**Obiettivo**
Riporta in forma di elenco numerato solo il tratto dei dati che inizia con la riga contenente "job: give the outline of every instance of the sky" e termina con la riga contenente "[[0,0],[0,38],[307,50],[307,1]]", entrambe incluse. Ometti le righe vuote.

(Dati delle forme etichettate)
---+---

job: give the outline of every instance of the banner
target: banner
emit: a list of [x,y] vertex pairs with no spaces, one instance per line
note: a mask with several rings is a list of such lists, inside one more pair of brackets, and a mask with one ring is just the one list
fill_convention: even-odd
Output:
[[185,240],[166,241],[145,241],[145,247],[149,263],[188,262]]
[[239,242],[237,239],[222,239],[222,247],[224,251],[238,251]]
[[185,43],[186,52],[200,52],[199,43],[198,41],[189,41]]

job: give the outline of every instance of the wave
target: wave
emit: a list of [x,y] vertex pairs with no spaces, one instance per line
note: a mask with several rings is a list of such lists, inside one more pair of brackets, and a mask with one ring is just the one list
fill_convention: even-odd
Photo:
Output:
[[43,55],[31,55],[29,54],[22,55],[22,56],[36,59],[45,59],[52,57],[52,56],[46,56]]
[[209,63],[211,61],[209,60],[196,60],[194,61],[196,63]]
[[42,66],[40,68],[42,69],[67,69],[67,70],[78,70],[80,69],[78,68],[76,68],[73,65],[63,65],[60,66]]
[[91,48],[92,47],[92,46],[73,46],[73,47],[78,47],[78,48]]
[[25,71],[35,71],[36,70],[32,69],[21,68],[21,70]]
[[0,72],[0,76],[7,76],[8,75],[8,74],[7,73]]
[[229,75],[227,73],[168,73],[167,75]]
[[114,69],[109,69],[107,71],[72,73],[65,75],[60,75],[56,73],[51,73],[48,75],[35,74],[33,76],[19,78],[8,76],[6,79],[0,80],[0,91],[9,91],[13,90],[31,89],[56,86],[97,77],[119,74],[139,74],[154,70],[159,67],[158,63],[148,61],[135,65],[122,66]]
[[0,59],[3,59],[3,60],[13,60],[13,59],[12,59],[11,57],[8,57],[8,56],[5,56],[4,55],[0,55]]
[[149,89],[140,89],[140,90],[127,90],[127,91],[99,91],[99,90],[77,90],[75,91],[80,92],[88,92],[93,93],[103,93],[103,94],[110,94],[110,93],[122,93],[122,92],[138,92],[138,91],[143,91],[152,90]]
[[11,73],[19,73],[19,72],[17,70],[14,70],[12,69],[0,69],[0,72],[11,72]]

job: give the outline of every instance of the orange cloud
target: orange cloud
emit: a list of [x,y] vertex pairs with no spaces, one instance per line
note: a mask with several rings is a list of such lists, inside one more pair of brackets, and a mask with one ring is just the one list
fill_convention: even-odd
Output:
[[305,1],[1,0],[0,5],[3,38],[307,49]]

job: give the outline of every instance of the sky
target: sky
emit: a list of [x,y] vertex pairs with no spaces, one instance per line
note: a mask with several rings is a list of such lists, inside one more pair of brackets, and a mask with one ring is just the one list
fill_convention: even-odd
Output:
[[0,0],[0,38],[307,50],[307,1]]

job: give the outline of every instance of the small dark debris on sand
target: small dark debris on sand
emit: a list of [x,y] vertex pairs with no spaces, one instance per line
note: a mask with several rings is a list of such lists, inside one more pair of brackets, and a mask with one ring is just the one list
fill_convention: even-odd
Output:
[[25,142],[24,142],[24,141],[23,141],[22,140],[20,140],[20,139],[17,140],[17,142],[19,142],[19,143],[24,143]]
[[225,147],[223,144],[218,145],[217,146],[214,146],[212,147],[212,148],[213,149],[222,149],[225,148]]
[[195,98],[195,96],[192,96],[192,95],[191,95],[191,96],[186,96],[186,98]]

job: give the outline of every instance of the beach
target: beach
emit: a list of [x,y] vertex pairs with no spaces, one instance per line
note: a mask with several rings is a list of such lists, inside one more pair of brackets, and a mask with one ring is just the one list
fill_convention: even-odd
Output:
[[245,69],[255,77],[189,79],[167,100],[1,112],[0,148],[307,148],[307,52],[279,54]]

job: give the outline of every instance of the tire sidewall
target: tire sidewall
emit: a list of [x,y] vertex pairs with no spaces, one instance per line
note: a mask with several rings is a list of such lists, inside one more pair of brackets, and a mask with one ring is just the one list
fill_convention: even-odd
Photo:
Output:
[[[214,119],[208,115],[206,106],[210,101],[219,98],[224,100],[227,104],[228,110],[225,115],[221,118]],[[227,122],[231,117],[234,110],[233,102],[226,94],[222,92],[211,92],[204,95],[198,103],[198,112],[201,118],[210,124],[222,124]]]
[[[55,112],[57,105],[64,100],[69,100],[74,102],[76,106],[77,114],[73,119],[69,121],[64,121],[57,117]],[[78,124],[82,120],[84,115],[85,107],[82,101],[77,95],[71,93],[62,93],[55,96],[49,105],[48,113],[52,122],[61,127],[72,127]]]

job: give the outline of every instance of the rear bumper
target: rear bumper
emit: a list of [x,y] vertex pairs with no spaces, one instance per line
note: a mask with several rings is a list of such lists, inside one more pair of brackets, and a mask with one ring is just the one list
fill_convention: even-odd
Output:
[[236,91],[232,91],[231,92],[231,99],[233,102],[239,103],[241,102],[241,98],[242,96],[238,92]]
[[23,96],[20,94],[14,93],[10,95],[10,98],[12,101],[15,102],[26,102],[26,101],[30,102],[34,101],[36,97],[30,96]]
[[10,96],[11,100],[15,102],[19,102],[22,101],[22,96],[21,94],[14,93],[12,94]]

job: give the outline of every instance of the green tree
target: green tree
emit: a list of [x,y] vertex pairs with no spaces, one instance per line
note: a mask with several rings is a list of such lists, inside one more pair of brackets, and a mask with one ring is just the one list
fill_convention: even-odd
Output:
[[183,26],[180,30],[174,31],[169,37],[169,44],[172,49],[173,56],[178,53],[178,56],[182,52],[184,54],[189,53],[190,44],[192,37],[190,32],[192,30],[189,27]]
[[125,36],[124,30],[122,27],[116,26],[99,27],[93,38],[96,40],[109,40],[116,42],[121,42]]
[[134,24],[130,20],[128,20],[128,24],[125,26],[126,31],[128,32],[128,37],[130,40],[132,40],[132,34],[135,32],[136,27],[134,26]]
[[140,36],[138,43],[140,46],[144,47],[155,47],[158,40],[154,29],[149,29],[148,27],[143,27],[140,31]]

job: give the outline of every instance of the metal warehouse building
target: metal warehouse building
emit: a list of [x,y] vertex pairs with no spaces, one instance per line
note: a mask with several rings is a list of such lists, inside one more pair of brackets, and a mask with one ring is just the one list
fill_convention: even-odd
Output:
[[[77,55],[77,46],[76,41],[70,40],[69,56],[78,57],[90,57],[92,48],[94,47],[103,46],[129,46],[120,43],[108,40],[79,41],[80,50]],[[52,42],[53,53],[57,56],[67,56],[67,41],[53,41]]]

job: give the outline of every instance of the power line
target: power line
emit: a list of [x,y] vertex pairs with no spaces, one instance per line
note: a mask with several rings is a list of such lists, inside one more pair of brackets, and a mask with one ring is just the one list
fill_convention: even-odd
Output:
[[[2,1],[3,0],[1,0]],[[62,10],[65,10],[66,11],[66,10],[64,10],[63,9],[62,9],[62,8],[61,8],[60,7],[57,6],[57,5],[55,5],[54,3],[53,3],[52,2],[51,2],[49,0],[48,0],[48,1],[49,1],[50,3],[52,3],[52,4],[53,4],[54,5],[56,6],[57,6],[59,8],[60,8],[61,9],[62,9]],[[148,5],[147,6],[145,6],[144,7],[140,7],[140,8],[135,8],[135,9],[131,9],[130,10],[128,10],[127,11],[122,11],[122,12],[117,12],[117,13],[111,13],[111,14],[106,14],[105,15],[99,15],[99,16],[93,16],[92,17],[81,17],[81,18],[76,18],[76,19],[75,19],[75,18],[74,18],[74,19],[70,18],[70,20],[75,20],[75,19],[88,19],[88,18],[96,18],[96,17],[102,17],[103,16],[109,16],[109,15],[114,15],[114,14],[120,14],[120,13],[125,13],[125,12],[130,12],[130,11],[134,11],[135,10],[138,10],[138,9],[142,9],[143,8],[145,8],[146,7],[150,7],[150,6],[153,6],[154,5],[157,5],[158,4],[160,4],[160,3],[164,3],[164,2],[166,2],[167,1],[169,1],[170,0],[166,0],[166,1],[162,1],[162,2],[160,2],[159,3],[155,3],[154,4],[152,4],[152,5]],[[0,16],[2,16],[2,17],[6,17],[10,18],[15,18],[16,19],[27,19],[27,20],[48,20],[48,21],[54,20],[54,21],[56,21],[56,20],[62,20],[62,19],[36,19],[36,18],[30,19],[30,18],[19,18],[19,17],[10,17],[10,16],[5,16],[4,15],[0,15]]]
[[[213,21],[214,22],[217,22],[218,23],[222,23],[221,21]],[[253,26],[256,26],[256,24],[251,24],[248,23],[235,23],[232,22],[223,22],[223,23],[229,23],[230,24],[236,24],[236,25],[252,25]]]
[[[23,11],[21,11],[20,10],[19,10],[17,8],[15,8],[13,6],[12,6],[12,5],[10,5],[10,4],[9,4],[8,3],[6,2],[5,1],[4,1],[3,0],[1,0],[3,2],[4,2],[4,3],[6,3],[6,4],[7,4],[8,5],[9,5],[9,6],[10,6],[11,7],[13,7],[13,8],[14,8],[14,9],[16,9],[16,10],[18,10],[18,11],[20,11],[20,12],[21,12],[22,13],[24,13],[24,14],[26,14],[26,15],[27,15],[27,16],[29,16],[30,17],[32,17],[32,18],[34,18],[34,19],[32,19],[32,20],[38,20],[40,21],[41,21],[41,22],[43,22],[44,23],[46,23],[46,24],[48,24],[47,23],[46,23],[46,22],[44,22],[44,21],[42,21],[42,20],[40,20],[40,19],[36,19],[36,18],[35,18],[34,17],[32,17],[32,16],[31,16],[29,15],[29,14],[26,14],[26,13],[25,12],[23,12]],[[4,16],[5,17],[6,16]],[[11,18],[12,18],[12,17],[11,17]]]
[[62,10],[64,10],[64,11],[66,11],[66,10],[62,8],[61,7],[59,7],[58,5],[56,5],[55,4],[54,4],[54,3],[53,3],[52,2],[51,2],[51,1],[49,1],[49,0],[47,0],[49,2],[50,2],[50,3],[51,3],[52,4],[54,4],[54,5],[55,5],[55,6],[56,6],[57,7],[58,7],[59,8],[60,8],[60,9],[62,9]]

---+---

**Risposta scritta**
1. job: give the outline of every instance of the sky
2. target: sky
3. emit: a list of [x,y] vertex pairs with no spaces, one instance per line
4. note: a mask with several rings is a list of such lists, inside one more pair of brackets, and a mask with one ring is just the one list
5. fill_convention: even-odd
6. Output:
7. [[0,0],[0,38],[307,50],[307,1]]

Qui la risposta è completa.